Print back every record below, exactly as it stands.

Start of Given data

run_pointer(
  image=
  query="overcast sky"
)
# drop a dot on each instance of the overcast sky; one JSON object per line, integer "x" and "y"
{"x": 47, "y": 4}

End of Given data

_Expected answer:_
run_pointer(
  image=
  query="overcast sky"
)
# drop a dot on each instance of the overcast sky; one JSON object per line, integer "x" and "y"
{"x": 47, "y": 4}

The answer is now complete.